## Stated goal 1
In the post about Lively, why can't users create their own content yet?

I had a lot of fun finding articles and blog entries desperate for excuses as to why Lively is no good. Many of them seemed to only have logged in to research their “Google’s latest sucks because I’m so brilliant” article. It was hillariously tragic.

After spending an entire day in Lively yesterday, I’ve decided something: anyone claiming to be a virtual worlds expert that doesn’t think Lively is going to rule has no idea what they’re talking about. If you haven’t already, click on the picture below to download the client or log into the meeting space I made earlier.

3 Bad Things

  1. It’s cartoony. It’s low-res with no real physics engine. This means you won’t be recreating the perfect golf simulator here - but it also means fantastic framerates, low bandwidth, and no probability of falling off of something.
  2. You can’t create content. Yet. They’ve stated that it will be opened up soon, but that part wasn’t ready for launch. Instead you have to use the pre-fab stuff and assemble it all like a dollhouse… well, a dollhouse that can play video, audio, can display web-hosted pictures, and make anything clickable. Of course, it will accept custom content… and when it does, look out. Google Sketchup + 3D warehouse = more free customizable content than you can imagine.

## Lines of data
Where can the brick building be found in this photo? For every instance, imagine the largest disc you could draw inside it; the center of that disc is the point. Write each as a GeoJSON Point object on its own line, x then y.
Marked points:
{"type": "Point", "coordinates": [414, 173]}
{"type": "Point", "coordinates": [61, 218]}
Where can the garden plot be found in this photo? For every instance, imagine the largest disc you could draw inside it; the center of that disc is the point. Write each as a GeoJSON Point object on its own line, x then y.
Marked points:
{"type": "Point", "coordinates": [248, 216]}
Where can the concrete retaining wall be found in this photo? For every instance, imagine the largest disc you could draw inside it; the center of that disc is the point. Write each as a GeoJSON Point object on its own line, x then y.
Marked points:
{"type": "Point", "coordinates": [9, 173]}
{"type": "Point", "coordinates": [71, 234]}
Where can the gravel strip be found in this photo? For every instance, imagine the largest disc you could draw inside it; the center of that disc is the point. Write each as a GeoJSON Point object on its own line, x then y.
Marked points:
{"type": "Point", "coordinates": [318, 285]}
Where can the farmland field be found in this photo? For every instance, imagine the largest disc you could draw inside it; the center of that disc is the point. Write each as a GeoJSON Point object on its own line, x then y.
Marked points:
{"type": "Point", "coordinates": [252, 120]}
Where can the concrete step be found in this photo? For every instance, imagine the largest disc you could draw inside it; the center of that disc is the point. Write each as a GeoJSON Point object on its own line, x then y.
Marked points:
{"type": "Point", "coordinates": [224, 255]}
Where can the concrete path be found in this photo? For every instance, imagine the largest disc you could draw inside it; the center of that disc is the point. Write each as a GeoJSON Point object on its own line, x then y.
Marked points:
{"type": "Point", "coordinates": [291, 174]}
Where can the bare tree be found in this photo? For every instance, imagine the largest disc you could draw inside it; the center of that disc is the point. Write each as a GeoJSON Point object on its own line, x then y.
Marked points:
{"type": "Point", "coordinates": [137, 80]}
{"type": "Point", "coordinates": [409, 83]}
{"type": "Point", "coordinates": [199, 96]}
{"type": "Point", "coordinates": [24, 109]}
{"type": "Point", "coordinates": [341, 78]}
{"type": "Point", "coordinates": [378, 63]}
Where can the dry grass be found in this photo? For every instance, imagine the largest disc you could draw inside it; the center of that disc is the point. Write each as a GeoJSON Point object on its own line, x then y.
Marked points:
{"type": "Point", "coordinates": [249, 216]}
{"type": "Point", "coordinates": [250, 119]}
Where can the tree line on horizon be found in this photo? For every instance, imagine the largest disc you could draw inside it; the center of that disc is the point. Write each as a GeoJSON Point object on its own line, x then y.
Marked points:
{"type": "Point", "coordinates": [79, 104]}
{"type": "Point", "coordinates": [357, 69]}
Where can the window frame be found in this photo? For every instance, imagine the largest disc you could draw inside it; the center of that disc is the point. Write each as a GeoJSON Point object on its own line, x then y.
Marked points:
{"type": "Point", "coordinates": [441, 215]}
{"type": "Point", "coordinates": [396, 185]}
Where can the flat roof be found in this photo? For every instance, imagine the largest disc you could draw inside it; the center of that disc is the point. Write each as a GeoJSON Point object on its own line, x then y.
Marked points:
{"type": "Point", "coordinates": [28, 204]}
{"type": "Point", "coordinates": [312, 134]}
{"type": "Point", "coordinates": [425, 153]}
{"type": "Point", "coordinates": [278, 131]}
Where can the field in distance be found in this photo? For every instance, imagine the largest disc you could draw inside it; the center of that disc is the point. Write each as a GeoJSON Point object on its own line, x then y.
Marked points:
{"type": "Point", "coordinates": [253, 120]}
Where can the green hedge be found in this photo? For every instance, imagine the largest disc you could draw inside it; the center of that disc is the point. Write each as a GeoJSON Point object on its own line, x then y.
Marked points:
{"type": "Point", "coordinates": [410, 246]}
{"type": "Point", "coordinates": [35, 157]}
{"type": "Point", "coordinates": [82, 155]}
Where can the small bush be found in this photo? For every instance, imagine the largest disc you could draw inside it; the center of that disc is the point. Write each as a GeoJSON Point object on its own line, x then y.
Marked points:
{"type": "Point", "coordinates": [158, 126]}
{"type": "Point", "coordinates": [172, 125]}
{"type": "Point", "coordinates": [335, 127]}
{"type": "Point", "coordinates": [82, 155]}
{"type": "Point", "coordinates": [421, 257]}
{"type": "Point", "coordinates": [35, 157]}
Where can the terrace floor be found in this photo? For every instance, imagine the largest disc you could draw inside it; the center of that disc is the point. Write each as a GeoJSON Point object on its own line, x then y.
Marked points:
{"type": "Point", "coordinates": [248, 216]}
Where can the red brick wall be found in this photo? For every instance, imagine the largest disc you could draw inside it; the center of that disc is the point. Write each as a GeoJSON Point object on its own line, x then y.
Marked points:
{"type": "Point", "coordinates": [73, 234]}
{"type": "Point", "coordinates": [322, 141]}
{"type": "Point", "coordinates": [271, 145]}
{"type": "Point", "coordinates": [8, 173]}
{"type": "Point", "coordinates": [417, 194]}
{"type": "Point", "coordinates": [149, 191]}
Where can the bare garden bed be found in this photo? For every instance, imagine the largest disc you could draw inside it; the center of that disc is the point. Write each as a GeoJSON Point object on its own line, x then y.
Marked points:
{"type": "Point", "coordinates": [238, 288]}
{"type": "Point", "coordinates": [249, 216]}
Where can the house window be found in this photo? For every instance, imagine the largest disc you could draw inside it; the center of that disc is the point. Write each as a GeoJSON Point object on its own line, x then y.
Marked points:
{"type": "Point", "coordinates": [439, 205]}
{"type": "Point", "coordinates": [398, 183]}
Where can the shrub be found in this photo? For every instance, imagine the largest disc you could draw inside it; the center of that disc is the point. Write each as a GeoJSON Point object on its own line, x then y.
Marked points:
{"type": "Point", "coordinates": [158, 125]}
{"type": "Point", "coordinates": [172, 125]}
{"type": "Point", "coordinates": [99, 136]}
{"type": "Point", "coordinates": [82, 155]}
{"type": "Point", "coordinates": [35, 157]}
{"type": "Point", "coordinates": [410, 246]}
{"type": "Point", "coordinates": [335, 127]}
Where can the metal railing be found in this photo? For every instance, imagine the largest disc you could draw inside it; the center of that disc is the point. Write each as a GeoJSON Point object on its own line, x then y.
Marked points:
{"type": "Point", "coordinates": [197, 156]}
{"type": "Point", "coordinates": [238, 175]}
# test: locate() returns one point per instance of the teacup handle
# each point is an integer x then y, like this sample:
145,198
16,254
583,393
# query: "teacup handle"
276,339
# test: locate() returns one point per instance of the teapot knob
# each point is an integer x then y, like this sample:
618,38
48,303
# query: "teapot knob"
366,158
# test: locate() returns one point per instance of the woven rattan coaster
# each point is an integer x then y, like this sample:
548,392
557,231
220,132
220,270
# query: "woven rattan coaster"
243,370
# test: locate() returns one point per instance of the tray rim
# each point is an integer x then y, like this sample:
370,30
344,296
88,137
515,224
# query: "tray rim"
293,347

## Stated goal 2
Find every line in the records above that contains the string "locate".

## Written response 1
That part wasn't ready for launch.

## Written response 2
# test: locate() returns one point per instance of the teacup handle
# test: locate() returns one point per instance of the teapot knob
# test: locate() returns one point per instance of the woven rattan coaster
# test: locate() returns one point per instance of the tray rim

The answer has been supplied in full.